Point labeling examples:
──────────────────────────────

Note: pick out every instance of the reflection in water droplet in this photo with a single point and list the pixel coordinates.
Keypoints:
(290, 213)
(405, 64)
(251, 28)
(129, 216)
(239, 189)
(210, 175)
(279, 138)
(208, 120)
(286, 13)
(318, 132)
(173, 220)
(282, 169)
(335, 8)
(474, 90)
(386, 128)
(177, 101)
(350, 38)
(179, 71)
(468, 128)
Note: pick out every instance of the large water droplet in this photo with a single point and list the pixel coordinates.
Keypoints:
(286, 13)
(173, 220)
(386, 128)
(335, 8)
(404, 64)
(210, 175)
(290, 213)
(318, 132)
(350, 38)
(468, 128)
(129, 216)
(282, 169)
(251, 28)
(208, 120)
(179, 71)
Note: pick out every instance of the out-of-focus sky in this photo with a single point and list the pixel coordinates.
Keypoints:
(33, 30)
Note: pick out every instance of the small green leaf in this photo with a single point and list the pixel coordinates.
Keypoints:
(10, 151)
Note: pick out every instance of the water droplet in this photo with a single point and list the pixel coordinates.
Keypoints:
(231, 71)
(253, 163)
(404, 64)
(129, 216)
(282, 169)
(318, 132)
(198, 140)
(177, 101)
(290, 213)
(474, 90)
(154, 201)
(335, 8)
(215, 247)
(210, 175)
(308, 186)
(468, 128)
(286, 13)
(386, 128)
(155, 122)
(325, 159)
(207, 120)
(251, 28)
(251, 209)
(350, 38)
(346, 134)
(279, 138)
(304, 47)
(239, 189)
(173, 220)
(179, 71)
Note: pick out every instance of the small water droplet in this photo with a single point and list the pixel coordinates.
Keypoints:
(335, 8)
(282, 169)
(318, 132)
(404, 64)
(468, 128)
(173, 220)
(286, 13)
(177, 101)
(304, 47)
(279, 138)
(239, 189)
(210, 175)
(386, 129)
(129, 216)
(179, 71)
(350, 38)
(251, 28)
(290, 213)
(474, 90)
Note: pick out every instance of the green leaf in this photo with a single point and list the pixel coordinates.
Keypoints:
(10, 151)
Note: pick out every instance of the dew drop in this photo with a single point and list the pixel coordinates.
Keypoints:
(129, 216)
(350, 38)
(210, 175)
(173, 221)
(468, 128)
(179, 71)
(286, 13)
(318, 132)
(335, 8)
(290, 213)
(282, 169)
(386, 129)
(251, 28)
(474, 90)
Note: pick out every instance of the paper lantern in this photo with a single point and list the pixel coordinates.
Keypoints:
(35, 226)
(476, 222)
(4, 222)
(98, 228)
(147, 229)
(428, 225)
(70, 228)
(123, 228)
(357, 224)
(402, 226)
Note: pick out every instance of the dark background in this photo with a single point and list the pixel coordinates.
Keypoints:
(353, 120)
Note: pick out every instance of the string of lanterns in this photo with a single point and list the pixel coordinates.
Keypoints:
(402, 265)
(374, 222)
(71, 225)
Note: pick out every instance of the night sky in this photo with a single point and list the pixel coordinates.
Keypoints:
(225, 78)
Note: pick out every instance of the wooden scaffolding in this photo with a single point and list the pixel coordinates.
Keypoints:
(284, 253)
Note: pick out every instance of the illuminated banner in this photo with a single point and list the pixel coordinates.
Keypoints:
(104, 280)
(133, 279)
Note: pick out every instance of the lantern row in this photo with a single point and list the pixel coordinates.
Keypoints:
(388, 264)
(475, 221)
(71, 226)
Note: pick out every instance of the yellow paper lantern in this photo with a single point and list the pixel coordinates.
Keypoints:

──────────────────────────────

- _WHAT THE TASK REQUIRES_: Your task is to repeat the data exactly, with nothing left out.

- _EXERCISE SOLUTION_:
Note: pick out every instance of the reflection in water droplet in this photo with a single point and list the pixel coordinates.
Keypoints:
(290, 213)
(405, 64)
(251, 28)
(129, 216)
(239, 189)
(210, 175)
(279, 138)
(208, 120)
(286, 13)
(318, 132)
(173, 220)
(282, 169)
(335, 8)
(474, 90)
(386, 128)
(177, 101)
(350, 38)
(179, 71)
(468, 128)
Note: pick out every instance of the large water droplet in this photo with a single point and list the pixel coordinates.
Keypoints:
(286, 13)
(173, 220)
(386, 128)
(335, 8)
(404, 64)
(210, 175)
(290, 213)
(318, 132)
(350, 38)
(468, 128)
(129, 216)
(282, 169)
(251, 28)
(208, 120)
(179, 71)
Note: pick out every instance of the out-of-focus sky in this photo with a single point and list the pixel coordinates.
Keypoints:
(33, 30)
Note: pick out every instance of the small green leaf in this photo with a single point and list the pixel coordinates.
Keypoints:
(10, 151)
Note: pick out every instance of the water droplet in this photo with a single point and list the pixel coordinates.
Keypoints:
(231, 71)
(253, 163)
(404, 64)
(129, 216)
(282, 169)
(318, 132)
(198, 140)
(177, 101)
(290, 213)
(474, 90)
(154, 201)
(335, 8)
(215, 247)
(210, 175)
(308, 186)
(468, 128)
(286, 13)
(386, 128)
(155, 122)
(325, 159)
(207, 120)
(251, 28)
(251, 209)
(350, 38)
(346, 134)
(279, 138)
(304, 47)
(239, 189)
(173, 220)
(179, 71)
Note: pick out every instance of the small water droplet in this photo with a single point and list the pixel coordinates.
Keypoints:
(335, 8)
(282, 169)
(318, 132)
(404, 64)
(468, 128)
(173, 220)
(286, 13)
(177, 101)
(304, 47)
(279, 138)
(239, 189)
(210, 175)
(386, 129)
(129, 216)
(179, 71)
(350, 38)
(251, 28)
(290, 213)
(474, 90)
Note: pick out every instance of the green leaf in this photo with a single point and list the pixel coordinates.
Keypoints:
(10, 151)
Note: pick out every instance of the dew drop in this photo with a single point and list the pixel coordinates.
Keypoints:
(129, 216)
(350, 38)
(210, 175)
(173, 221)
(468, 128)
(179, 71)
(286, 13)
(318, 132)
(335, 8)
(290, 213)
(282, 169)
(386, 129)
(251, 28)
(474, 90)
Note: pick out every instance of the paper lantern in this photo with a single point and list the pixel coordinates.
Keypoints:
(35, 226)
(476, 222)
(4, 222)
(98, 228)
(147, 229)
(428, 225)
(70, 228)
(123, 228)
(357, 224)
(402, 226)
Note: pick out every instance of the dark background in this photo with a single point and list the pixel coordinates.
Keypoints:
(353, 120)
Note: pick out every instance of the string of lanterns in this photo with a single point and list the pixel coordinates.
Keypoints:
(402, 265)
(374, 222)
(71, 225)
Note: pick out every instance of the night sky in this photo with a single point and list the pixel coordinates.
Keypoints:
(225, 78)
Note: pick out every instance of the wooden scaffolding in this photo with a single point and list the pixel coordinates.
Keypoints:
(284, 253)
Note: pick out every instance of the illuminated banner in this photo with a single point and list the pixel coordinates.
Keypoints:
(104, 280)
(133, 279)
Note: pick out every instance of the lantern row in this photo with a single point and list the pixel coordinates.
Keypoints:
(388, 264)
(475, 221)
(71, 226)
Note: pick out every instance of the yellow paper lantern in this photo with a single point and list the pixel coordinates.
Keypoints:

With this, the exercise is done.